━━ THE RECORDS

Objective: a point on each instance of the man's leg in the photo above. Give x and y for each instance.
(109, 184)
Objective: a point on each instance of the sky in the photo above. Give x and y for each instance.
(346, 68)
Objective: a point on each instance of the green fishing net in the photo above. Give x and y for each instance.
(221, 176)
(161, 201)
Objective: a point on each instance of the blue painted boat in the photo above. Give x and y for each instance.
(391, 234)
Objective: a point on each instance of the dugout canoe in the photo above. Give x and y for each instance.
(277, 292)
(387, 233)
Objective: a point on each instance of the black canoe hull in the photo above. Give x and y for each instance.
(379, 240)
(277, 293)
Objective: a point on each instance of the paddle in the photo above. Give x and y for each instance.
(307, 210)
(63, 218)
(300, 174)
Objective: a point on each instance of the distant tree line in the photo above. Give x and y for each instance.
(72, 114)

━━━━

▸ **EXERCISE DIRECTIONS**
Repeat the entries. Keep each one exactly as written.

▸ **WRITTEN ANSWER**
Objective: a point on each instance of the man's leg in the photo above. Give x and y for each instance.
(109, 184)
Objective: a point on each instance of the sky in the photo above. Give x and y for each instance.
(346, 68)
Objective: a point on each instance of the green fishing net in the photo above. Give x and y for each instance.
(221, 176)
(161, 201)
Objective: a point on each instance of the blue painted boat in the photo above. Give x and y for each instance.
(391, 234)
Objective: a point on each instance of the dugout canoe in the photo above. Give x and y for each instance.
(277, 292)
(387, 233)
Objective: a point on each instance of the black canoe hull in the photo above. Give x and y for each instance.
(379, 240)
(277, 293)
Objective: a point on each instance of the paddle in the photo above. Give x and y for each instance.
(307, 210)
(63, 218)
(300, 174)
Objective: a point on each instance of the distant tree line in the photo above. Give x and y for each instance.
(72, 114)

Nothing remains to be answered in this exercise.